● **Entries provided**:
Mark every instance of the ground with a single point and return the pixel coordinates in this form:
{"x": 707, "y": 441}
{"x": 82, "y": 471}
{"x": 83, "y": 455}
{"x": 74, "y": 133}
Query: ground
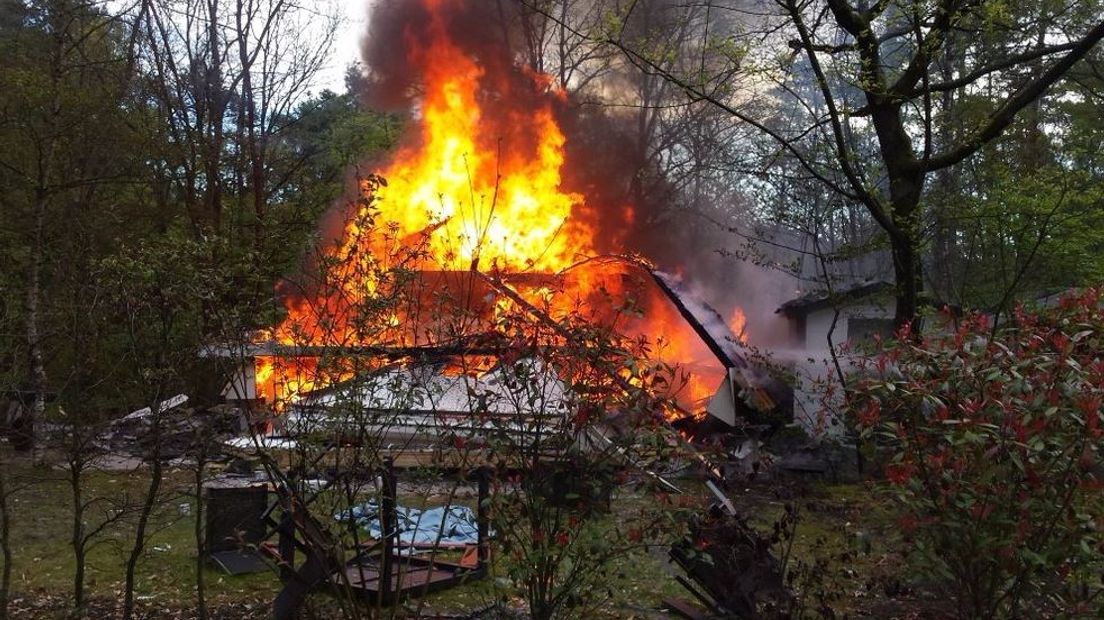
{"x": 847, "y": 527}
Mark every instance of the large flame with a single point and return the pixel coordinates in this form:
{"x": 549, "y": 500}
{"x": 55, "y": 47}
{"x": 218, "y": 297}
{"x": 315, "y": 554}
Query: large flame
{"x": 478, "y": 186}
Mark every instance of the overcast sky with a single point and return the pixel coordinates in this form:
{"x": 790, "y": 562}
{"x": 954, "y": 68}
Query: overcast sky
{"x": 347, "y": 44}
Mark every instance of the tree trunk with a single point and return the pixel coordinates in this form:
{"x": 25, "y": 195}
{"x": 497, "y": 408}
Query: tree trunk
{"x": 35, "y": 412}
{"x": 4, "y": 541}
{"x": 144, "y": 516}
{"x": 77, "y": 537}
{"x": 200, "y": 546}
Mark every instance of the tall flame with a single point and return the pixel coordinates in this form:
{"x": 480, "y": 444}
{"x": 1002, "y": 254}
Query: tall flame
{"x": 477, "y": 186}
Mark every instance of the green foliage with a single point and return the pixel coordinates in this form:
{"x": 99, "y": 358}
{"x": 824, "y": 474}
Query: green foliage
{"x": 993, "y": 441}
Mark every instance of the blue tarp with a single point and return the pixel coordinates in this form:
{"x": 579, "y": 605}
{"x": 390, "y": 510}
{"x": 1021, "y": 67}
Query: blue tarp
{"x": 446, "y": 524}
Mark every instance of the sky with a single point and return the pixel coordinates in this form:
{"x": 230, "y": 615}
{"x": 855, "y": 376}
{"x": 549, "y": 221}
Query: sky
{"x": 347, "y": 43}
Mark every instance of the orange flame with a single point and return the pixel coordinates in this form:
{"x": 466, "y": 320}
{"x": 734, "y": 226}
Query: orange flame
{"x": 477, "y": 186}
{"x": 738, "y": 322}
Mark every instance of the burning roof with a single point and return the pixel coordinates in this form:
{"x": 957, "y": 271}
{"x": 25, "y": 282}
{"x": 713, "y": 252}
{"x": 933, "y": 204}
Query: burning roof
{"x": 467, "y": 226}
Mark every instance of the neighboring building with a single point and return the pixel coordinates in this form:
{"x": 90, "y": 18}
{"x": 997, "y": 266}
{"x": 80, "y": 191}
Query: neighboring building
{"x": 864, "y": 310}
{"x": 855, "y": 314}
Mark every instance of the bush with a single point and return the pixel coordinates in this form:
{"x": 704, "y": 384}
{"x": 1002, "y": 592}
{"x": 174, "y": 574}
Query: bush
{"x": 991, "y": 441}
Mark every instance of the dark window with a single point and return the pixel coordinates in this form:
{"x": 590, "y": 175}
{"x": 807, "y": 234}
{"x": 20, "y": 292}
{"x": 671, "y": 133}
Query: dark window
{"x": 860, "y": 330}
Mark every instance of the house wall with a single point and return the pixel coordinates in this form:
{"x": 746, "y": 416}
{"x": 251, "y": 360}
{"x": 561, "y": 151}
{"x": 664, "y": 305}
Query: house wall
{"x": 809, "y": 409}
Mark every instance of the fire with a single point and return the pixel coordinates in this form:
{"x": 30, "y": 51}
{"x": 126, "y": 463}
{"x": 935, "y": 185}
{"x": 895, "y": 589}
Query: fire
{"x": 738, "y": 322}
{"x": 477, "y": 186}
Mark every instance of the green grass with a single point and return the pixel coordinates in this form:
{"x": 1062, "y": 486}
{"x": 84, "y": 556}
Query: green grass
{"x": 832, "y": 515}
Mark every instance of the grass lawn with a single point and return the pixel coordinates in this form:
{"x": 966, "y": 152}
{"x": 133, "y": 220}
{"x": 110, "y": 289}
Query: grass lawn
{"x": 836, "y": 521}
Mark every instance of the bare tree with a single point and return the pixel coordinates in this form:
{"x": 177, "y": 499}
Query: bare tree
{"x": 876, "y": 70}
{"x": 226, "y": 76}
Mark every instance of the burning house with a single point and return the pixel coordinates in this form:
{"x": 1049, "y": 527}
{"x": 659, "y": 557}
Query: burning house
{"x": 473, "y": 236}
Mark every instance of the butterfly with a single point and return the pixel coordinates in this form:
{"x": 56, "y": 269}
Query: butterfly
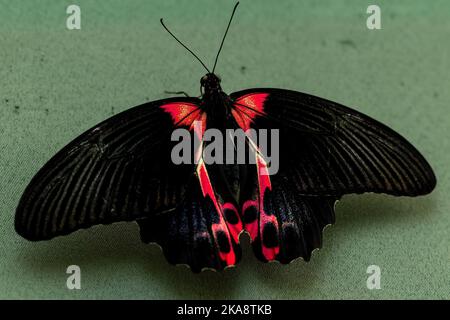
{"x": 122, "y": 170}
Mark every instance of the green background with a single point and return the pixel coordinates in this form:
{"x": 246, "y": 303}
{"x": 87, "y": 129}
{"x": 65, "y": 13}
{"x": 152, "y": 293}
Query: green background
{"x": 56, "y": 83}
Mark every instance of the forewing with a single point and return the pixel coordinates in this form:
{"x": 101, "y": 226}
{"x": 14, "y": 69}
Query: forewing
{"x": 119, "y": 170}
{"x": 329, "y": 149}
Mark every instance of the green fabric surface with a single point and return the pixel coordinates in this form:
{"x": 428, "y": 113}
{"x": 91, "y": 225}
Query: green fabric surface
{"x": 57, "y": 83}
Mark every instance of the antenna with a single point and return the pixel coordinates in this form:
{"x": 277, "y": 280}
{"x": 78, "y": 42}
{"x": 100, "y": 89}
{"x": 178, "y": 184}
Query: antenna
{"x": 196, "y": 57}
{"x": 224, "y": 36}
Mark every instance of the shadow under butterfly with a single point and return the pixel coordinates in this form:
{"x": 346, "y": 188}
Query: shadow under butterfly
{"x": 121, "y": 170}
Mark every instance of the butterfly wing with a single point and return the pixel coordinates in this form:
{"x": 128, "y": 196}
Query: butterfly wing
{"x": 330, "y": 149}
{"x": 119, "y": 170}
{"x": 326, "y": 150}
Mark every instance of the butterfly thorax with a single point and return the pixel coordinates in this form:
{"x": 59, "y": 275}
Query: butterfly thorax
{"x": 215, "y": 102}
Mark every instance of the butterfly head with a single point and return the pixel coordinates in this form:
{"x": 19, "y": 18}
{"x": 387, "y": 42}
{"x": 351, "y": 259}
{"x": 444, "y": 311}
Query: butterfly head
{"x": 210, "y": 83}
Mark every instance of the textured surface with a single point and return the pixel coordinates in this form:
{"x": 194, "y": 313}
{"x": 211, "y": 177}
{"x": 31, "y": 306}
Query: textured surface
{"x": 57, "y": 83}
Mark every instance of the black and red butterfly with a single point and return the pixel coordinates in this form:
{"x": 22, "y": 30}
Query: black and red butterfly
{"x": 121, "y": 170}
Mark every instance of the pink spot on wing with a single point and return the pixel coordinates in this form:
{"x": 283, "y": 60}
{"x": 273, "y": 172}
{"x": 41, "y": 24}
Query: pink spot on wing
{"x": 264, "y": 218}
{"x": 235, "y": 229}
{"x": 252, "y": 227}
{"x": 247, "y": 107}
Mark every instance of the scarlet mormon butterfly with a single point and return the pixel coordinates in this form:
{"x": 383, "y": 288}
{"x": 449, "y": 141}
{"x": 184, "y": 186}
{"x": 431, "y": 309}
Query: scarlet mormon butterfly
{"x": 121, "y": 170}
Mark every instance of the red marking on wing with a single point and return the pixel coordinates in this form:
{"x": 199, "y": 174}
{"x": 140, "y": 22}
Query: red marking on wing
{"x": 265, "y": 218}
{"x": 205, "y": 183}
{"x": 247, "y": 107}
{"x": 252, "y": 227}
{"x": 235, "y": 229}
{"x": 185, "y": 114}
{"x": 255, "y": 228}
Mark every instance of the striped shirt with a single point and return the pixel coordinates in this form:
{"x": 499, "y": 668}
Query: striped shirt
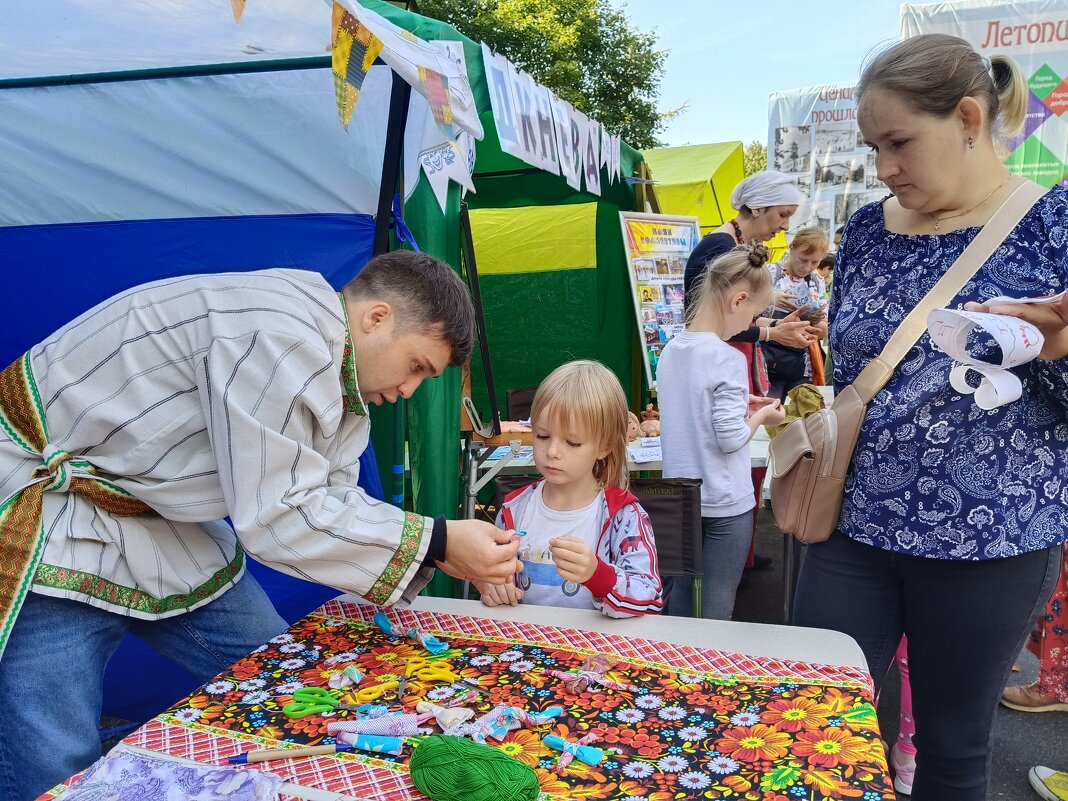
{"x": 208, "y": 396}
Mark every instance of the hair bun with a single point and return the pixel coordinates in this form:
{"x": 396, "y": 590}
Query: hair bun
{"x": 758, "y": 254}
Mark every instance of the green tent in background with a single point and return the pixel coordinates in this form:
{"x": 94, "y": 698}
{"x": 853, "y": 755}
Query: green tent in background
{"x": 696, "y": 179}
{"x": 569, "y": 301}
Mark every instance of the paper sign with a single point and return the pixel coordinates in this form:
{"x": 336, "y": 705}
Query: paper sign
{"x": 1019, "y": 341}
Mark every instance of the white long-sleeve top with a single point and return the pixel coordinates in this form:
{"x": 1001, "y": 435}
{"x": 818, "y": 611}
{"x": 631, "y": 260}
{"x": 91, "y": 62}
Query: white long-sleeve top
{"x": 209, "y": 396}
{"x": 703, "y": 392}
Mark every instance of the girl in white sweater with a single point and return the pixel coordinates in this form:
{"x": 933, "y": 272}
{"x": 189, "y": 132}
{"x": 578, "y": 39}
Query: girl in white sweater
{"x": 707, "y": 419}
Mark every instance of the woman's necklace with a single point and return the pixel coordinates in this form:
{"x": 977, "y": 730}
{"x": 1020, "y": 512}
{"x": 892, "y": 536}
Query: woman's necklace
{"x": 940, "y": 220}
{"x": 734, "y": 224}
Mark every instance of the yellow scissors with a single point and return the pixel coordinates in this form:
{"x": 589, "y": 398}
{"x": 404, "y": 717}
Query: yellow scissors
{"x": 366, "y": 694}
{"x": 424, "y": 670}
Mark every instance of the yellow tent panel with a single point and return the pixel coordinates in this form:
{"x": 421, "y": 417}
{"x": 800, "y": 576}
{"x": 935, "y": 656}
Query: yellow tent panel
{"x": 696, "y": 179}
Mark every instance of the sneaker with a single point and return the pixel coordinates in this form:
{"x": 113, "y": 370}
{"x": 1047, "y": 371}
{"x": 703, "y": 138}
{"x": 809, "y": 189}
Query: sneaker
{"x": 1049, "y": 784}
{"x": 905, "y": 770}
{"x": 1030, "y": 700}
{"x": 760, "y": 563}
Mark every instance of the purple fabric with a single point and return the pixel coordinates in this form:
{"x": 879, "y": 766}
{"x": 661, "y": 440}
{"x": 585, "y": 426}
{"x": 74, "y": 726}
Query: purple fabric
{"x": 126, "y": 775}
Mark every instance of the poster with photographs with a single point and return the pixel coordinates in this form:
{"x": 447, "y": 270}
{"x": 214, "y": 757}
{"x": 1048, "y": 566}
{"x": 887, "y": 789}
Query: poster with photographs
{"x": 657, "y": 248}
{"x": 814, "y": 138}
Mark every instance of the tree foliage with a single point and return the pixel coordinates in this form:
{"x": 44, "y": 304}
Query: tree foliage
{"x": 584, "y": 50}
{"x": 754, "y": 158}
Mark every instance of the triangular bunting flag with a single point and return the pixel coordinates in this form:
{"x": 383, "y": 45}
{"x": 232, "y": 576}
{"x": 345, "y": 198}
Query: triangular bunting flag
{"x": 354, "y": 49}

● **Given instruction**: Copy the records above again without any change, starting at the line that holds "Mark every instance of the poster" and continuing through the end of the records, with both ends included.

● **Task response**:
Mark every instance of the poster with photographs with a single point and return the pixel coordinates in this form:
{"x": 447, "y": 270}
{"x": 214, "y": 757}
{"x": 1048, "y": 566}
{"x": 887, "y": 789}
Query: poster with photographs
{"x": 657, "y": 248}
{"x": 814, "y": 138}
Mark every instance of the tree foliage with a single point and return the pixel coordinates in this form:
{"x": 44, "y": 304}
Query: tree foliage
{"x": 584, "y": 50}
{"x": 754, "y": 158}
Mark every instance of the triangular bunting flag with a single point and return the pixel coordinates in this form:
{"x": 383, "y": 45}
{"x": 232, "y": 576}
{"x": 345, "y": 198}
Query: triangular bunting flag
{"x": 354, "y": 49}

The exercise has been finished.